What to work on:
Reproduce every entry exactly.

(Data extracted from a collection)
# # # # #

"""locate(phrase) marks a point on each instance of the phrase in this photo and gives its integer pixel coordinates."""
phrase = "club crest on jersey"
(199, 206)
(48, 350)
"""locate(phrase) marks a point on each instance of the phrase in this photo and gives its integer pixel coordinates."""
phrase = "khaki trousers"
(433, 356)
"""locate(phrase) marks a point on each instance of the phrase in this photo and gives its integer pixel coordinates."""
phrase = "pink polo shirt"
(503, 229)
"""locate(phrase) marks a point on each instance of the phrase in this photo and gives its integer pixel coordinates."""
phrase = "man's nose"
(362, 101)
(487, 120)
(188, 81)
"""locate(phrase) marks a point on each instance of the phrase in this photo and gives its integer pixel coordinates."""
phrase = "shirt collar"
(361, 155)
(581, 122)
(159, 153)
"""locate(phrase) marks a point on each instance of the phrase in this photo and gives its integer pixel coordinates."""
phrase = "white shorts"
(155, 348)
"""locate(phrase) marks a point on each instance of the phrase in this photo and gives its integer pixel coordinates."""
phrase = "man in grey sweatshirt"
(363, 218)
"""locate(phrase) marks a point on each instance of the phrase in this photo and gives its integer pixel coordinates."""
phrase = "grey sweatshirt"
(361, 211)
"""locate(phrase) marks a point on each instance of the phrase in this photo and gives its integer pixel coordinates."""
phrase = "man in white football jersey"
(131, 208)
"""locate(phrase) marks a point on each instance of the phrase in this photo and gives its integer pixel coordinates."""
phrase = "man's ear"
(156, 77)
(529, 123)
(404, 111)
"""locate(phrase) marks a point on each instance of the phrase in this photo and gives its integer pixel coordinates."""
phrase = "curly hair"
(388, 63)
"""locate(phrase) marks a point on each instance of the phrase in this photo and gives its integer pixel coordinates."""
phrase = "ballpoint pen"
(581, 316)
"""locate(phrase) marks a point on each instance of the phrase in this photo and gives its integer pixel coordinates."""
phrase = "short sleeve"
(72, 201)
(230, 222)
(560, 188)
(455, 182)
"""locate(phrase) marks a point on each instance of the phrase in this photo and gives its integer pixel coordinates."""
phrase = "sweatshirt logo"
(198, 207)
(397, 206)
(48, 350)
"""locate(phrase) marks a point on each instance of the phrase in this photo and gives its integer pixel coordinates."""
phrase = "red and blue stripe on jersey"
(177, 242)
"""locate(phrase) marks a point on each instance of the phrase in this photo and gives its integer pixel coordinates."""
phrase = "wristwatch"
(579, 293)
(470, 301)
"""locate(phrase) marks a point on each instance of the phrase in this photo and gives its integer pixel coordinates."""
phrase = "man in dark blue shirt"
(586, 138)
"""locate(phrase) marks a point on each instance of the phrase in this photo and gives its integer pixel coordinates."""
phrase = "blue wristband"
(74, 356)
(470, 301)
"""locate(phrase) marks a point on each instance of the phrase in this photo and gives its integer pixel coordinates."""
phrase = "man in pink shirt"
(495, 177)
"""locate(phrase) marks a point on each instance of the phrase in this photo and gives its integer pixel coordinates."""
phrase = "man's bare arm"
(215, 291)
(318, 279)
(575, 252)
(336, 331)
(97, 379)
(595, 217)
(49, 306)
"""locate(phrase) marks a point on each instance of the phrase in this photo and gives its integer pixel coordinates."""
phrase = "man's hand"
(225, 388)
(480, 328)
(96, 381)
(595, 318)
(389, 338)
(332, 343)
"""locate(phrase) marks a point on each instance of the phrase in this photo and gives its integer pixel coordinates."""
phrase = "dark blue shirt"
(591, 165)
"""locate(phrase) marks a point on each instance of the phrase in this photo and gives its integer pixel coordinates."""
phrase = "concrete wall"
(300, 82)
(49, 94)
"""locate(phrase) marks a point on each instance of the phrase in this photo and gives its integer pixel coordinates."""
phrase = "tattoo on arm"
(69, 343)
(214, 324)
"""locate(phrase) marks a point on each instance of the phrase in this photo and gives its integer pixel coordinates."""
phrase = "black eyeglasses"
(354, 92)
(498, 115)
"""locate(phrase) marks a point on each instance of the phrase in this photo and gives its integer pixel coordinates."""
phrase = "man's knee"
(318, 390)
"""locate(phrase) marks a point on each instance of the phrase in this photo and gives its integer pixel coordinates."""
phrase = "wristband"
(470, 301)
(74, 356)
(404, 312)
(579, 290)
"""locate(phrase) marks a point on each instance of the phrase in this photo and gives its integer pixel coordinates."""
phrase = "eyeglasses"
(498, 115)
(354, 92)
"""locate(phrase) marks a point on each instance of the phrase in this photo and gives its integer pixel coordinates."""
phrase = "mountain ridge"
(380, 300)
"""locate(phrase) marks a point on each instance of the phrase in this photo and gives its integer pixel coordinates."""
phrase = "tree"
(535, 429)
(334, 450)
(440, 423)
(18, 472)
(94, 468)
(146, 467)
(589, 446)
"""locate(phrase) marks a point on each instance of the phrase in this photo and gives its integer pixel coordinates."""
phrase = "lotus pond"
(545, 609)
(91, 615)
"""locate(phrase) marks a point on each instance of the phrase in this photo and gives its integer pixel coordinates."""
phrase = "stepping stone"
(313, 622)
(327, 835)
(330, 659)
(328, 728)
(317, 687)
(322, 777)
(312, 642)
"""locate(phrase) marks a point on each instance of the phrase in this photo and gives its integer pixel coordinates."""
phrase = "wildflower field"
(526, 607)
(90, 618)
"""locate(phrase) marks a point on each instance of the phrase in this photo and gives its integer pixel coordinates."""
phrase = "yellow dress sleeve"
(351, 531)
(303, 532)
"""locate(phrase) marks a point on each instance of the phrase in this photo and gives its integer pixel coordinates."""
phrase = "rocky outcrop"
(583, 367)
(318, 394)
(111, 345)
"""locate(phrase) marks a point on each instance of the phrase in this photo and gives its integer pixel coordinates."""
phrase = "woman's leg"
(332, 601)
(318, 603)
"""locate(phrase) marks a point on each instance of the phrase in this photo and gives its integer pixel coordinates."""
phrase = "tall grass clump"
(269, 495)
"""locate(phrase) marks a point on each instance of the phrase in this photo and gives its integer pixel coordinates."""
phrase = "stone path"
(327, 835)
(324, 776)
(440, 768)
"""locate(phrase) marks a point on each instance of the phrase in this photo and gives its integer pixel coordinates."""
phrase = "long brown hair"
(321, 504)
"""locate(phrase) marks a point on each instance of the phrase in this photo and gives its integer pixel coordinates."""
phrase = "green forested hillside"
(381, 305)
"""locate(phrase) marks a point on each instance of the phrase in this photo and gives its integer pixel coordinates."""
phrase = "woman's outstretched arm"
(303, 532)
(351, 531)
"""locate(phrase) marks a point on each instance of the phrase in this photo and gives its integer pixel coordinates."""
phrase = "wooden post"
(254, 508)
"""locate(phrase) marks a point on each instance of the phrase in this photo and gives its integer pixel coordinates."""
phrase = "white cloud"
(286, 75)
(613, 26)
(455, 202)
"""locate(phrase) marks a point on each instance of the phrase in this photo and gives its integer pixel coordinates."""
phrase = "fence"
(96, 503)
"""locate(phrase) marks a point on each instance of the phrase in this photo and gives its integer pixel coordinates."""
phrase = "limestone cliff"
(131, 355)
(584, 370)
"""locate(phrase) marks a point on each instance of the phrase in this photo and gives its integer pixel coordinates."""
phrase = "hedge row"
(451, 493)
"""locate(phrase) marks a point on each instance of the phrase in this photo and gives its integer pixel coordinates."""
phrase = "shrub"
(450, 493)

# # # # #

Output for this exercise:
"""locate(phrase) marks a point on each instance of the phrase in this photo and gives its integer pixel coordinates."""
phrase = "club crest on jersey"
(199, 206)
(48, 350)
"""locate(phrase) marks a point on each instance of the phrase in this photo and gives its integer pixel coordinates."""
phrase = "khaki trousers"
(433, 356)
"""locate(phrase) marks a point on each instance of the phrase in this photo and gives its integer pixel coordinates."""
phrase = "pink polo shirt"
(503, 229)
"""locate(phrase) marks a point on each instance of the phrase in this photo and gives its integer pixel coordinates."""
phrase = "man's nose"
(362, 101)
(487, 120)
(188, 81)
"""locate(phrase) marks a point on each instance of the phrase in this photo and gives its integer pixel coordinates."""
phrase = "shirt collar"
(361, 155)
(581, 122)
(159, 153)
"""locate(phrase) marks a point on each instance of the phrase in this photo and gives its integer pixel coordinates."""
phrase = "white shorts"
(155, 348)
"""locate(phrase) marks a point on each instance of the phrase in this photo and gives its integer pixel coordinates."""
phrase = "man in grey sweatshirt"
(363, 218)
"""locate(phrase) marks a point on each instance of the phrase in this photo and gives its integer pixel coordinates."""
phrase = "grey sweatshirt"
(361, 211)
"""locate(phrase) marks a point on each instance of the phrase in this photo and gives its integer pixel coordinates."""
phrase = "man in white football jersey"
(131, 208)
"""locate(phrase) marks a point on each instance of the phrase in this photo and gives its integer pixel coordinates."""
phrase = "man's ear"
(156, 77)
(529, 123)
(404, 111)
"""locate(phrase) marks a point on each instance of the phrase in this photo and gives its integer pixel coordinates."""
phrase = "curly hair"
(388, 63)
"""locate(phrase) marks a point on each instance of the phrase in this photo and gives its integer pixel coordinates."""
phrase = "ballpoint pen"
(581, 316)
"""locate(phrase) marks a point on each instance of the phrase in this photo and gives its integer pixel coordinates."""
phrase = "short sleeve"
(72, 201)
(230, 222)
(560, 188)
(455, 182)
"""locate(phrase) marks a point on each instance of the phrase in this photo and gives its integer pixel coordinates."""
phrase = "sweatshirt logo"
(198, 207)
(397, 206)
(48, 350)
"""locate(phrase) marks a point on each instance of the phrase in this photo and gives its integer pixel coordinates."""
phrase = "red and blue stripe on jersey"
(177, 242)
"""locate(phrase) marks a point on each instance of the phrase in this photo and gives its integer pixel coordinates."""
phrase = "wristwatch"
(579, 293)
(470, 301)
"""locate(phrase) marks a point on each instance of the phrase in this photo and gives its integer pixel coordinates."""
phrase = "man in dark blue shirt"
(586, 138)
"""locate(phrase) marks a point on each instance of the phrase in this photo and gives its integer pixel coordinates."""
phrase = "blue wristband"
(74, 356)
(470, 301)
"""locate(phrase) marks a point on each instance of the phrase in this photo and gives its integer pixel coordinates."""
phrase = "man in pink shirt"
(495, 177)
"""locate(phrase) marks a point on each instance of the phrase in this photo and gives its integer pixel coordinates."""
phrase = "man's bare arm"
(215, 291)
(318, 279)
(575, 252)
(336, 331)
(97, 379)
(595, 217)
(49, 306)
"""locate(phrase) marks a point on each instance of the phrase in this photo and gives its integer pixel coordinates."""
phrase = "man's hand"
(225, 388)
(480, 328)
(96, 381)
(595, 318)
(389, 338)
(332, 343)
"""locate(phrase) marks a point on each instance of the phrase in this photo and gives its integer pixel coordinates."""
phrase = "dark blue shirt"
(591, 165)
"""locate(phrase) marks a point on each instance of the phrase in this photo and gives its integer pixel coordinates."""
phrase = "concrete wall"
(300, 82)
(49, 94)
"""locate(phrase) marks a point on each instance of the phrase in this photo and gives its integer pixel coordinates."""
phrase = "tattoo on arm"
(69, 343)
(214, 324)
"""locate(phrase) marks a point on each instance of the phrase in this photo and gives its integer pixel coordinates."""
phrase = "black eyeglasses"
(354, 92)
(498, 115)
"""locate(phrase) marks a point on each instance of the phrase in this photo and gives its integer pixel coordinates."""
phrase = "man's knee"
(318, 390)
"""locate(phrase) marks a point on each instance of the phrase in this photo and gives its integer pixel coordinates."""
phrase = "wristband"
(470, 301)
(74, 356)
(404, 312)
(579, 290)
"""locate(phrase) marks a point on each instance of the phrase in this photo and gives its integer pixel coordinates."""
phrase = "eyeglasses"
(498, 115)
(354, 92)
"""locate(phrase) marks a point on each instance of the phrase in this photo and gives its integer pixel coordinates."""
phrase = "mountain ridge"
(380, 300)
"""locate(phrase) marks a point on each instance of the phrase in this photo and gives its integer pixel coordinates."""
phrase = "tree"
(535, 429)
(334, 450)
(440, 423)
(18, 472)
(94, 468)
(146, 467)
(589, 446)
"""locate(phrase) marks a point on each instance of the phrase in this photo and gives its integer pixel coordinates."""
phrase = "lotus pond"
(545, 609)
(91, 615)
"""locate(phrase) marks a point on each instance of the phrase in this photo and gives its integer pixel coordinates."""
phrase = "stepping stone"
(313, 622)
(327, 835)
(330, 659)
(328, 728)
(317, 687)
(322, 777)
(312, 642)
"""locate(phrase) marks a point on each instance of the phrase in this photo and gives its integer pixel coordinates."""
phrase = "wildflower field"
(526, 607)
(90, 618)
"""locate(phrase) marks a point on each instance of the phrase in this photo and gives its integer pixel coordinates."""
phrase = "yellow dress sleeve"
(351, 531)
(303, 532)
"""locate(phrase) marks a point on each instance of the phrase in this photo and gives its integer pixel coordinates."""
phrase = "rocky outcrop"
(583, 367)
(318, 394)
(111, 345)
"""locate(phrase) marks a point on each instance of the phrase in this photo and gives its integer pixel coordinates."""
phrase = "woman's leg"
(332, 601)
(318, 603)
"""locate(phrase) marks a point on each instance of the phrase in this photo and gives its integer pixel coordinates."""
phrase = "tall grass clump"
(269, 495)
"""locate(phrase) marks a point on each instance of the phrase in this photo and gives its integer pixel coordinates."""
phrase = "stone path"
(327, 835)
(324, 776)
(440, 768)
"""locate(phrase) marks a point on each instance of the phrase in this photo and gives its integer pixel coordinates."""
phrase = "long brown hair"
(321, 504)
"""locate(phrase) marks a point on each instance of the phrase in this photo and gives its integer pixel coordinates."""
phrase = "green forested hillside"
(381, 305)
"""locate(phrase) marks a point on each instance of the phrase in this photo and gives its integer pixel coordinates."""
phrase = "woman's outstretched arm"
(303, 532)
(351, 531)
"""locate(phrase) marks a point on each instance of the phrase in this photo and gives its integer pixel coordinates."""
phrase = "wooden post"
(254, 508)
"""locate(phrase) marks a point on each instance of the phrase in this photo and gives its integer pixel coordinates."""
phrase = "white cloud"
(286, 75)
(613, 26)
(455, 202)
"""locate(phrase) marks a point on each instance of the phrase in this photo and gives its integer pixel coordinates."""
phrase = "fence"
(96, 503)
"""locate(phrase) marks a point on each instance of the phrase in this photo and gives its integer pixel coordinates."""
phrase = "limestone cliff"
(131, 355)
(584, 370)
"""locate(phrase) marks a point on each instance of the phrase in this photo and gives its integer pixel coordinates."""
phrase = "hedge row"
(451, 493)
"""locate(phrase) marks a point on each instance of the phrase in this photo and gives its integer pixel coordinates."""
phrase = "shrub"
(450, 493)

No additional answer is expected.